[[ Data, beginning ]]

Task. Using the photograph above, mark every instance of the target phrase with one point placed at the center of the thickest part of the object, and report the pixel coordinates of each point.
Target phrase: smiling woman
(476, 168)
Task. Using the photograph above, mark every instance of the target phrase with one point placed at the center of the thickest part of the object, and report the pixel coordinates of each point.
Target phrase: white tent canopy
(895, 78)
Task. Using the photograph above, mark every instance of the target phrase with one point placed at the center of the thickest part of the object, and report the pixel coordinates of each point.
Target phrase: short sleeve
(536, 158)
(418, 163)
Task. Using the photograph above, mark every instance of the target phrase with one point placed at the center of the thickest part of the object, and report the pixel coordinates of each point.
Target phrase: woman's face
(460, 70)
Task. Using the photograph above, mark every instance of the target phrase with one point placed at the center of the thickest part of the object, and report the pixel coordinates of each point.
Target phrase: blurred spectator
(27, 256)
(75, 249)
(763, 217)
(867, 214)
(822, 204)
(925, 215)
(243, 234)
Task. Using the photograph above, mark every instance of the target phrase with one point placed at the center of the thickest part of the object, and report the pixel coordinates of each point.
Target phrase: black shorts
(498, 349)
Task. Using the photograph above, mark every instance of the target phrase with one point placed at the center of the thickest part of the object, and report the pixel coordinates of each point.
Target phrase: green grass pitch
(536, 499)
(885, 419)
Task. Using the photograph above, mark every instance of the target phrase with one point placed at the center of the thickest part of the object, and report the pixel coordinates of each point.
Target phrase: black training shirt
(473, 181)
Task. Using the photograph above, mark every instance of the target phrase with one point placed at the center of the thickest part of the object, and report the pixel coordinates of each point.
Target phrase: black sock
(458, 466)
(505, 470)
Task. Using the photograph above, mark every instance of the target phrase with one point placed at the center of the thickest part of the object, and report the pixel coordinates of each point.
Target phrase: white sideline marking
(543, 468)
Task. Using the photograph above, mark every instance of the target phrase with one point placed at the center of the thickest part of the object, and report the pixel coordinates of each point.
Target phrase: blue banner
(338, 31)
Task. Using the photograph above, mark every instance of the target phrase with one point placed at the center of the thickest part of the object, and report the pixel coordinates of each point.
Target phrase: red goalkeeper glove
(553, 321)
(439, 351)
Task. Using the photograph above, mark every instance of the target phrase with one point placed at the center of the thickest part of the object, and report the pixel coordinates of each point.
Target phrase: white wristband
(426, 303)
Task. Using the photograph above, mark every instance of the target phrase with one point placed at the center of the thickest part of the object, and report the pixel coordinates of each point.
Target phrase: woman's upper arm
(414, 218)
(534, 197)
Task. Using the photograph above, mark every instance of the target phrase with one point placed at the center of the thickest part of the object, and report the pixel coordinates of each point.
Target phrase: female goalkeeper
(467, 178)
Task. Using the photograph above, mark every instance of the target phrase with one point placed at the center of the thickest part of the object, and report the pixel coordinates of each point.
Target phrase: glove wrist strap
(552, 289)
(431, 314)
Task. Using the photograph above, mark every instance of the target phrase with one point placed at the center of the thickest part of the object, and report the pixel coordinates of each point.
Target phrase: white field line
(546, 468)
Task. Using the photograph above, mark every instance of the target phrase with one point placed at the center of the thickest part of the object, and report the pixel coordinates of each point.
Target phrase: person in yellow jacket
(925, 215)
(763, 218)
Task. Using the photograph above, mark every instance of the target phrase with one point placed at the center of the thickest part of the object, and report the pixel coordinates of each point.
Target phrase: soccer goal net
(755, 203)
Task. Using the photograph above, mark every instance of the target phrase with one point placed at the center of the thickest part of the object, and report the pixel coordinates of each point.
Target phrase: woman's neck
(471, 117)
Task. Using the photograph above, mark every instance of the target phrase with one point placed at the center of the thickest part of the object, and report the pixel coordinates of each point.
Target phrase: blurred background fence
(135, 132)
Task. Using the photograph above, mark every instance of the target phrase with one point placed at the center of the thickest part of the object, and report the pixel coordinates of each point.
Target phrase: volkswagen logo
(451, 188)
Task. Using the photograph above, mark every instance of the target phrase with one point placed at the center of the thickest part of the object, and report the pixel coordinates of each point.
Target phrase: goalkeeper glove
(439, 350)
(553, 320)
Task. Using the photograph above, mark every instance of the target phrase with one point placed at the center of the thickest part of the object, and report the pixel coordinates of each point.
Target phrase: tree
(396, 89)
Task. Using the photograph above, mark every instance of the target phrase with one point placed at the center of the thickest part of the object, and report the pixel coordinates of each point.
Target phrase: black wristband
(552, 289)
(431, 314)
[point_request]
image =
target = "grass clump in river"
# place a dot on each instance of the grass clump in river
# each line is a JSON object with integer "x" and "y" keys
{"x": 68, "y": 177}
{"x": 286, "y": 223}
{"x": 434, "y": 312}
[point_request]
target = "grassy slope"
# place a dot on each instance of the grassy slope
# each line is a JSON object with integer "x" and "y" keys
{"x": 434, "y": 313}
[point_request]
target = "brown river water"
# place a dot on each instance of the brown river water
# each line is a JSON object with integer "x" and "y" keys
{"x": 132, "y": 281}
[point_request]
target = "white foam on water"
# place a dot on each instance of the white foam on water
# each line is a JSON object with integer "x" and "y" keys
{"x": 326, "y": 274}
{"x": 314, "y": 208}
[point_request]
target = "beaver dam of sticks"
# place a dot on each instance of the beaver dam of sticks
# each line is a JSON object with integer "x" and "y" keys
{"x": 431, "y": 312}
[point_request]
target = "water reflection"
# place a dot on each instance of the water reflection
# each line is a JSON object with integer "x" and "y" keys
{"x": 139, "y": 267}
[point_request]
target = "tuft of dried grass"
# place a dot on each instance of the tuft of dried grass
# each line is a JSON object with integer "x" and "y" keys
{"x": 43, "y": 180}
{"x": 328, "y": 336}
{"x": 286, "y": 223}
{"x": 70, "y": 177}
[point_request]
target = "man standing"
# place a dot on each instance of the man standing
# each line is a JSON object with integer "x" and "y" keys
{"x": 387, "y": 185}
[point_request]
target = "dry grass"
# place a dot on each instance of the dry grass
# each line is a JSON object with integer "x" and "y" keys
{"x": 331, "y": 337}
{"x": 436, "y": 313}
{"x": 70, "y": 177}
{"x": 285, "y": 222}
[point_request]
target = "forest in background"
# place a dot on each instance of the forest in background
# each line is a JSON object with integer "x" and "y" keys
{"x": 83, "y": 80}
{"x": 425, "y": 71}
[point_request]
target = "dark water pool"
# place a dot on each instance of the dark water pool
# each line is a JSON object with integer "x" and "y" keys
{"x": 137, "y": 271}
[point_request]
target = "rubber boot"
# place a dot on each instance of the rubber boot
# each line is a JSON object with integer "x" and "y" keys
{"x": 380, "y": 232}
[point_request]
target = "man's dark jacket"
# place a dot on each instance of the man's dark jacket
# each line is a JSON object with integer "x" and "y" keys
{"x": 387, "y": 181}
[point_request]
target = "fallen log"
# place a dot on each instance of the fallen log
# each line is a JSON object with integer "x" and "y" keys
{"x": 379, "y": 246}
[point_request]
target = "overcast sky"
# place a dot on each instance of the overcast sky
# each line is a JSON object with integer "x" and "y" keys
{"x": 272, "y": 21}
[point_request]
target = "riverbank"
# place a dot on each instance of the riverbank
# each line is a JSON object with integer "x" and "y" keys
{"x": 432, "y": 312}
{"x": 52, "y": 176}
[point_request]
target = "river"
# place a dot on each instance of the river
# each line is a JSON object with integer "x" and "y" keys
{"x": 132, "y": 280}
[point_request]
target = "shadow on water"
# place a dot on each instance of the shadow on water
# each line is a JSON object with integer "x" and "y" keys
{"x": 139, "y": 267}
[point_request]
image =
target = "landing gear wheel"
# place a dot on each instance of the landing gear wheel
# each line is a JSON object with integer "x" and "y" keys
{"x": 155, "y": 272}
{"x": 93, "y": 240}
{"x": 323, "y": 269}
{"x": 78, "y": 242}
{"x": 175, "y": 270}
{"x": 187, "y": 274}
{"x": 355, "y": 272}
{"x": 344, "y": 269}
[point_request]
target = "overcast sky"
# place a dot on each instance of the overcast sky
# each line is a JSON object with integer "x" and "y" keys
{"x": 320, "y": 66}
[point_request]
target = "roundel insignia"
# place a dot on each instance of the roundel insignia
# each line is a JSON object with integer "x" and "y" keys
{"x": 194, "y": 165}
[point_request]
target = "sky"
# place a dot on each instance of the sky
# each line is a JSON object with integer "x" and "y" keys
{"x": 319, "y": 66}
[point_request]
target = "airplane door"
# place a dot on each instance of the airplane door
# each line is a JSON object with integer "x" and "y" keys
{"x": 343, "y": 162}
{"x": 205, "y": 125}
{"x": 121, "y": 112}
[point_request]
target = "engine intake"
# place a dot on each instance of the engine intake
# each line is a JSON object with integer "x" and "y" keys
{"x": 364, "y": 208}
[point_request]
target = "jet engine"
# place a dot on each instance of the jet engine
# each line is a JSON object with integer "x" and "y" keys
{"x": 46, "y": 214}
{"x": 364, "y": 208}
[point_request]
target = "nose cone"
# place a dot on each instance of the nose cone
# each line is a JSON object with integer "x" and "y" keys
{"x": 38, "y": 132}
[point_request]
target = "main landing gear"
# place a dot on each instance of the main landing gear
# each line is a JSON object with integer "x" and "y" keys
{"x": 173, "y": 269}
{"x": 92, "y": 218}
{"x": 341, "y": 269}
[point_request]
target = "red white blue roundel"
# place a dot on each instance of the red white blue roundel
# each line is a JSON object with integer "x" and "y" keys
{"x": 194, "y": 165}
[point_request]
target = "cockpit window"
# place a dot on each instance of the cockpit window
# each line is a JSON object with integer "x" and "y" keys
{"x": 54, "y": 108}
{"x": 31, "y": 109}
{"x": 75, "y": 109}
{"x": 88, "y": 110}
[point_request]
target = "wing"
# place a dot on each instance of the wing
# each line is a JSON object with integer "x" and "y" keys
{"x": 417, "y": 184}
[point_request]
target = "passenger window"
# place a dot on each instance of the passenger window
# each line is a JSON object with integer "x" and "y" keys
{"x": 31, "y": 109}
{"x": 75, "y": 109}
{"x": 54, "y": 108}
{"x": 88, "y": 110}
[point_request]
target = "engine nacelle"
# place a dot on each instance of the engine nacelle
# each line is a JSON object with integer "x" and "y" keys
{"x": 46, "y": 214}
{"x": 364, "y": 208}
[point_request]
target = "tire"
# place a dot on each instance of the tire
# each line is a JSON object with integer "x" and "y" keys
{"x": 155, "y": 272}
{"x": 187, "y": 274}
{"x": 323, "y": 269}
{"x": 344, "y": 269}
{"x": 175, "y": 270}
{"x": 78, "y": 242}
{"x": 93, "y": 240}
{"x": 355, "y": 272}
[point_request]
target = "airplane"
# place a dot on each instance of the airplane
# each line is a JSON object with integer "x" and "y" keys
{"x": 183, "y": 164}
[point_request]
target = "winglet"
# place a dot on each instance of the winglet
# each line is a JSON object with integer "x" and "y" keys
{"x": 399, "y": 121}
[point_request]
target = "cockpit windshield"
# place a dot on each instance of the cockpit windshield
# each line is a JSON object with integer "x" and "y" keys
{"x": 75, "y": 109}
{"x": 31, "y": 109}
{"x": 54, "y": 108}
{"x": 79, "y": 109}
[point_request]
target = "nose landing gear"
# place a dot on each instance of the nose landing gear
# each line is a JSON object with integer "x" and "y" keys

[[ Data, end ]]

* Exercise goal
Only lines holding "standing" are wanted; copy all of them from the listing.

* Output below
target = "man standing"
# place a dot on each instance of the man standing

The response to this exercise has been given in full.